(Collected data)
= = =

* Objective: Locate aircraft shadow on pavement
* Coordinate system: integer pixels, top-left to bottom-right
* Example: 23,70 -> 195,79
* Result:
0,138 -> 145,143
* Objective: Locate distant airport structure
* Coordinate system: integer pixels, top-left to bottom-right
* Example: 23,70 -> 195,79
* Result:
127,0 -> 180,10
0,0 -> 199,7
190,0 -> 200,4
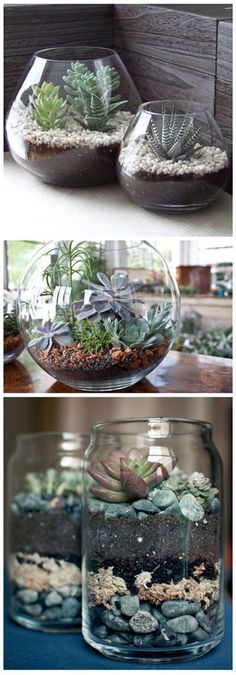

= = =

Copy out each line of the data that has the word "Objective" in it.

## Response for this exercise
* Objective: Locate aircraft shadow on pavement
* Objective: Locate distant airport structure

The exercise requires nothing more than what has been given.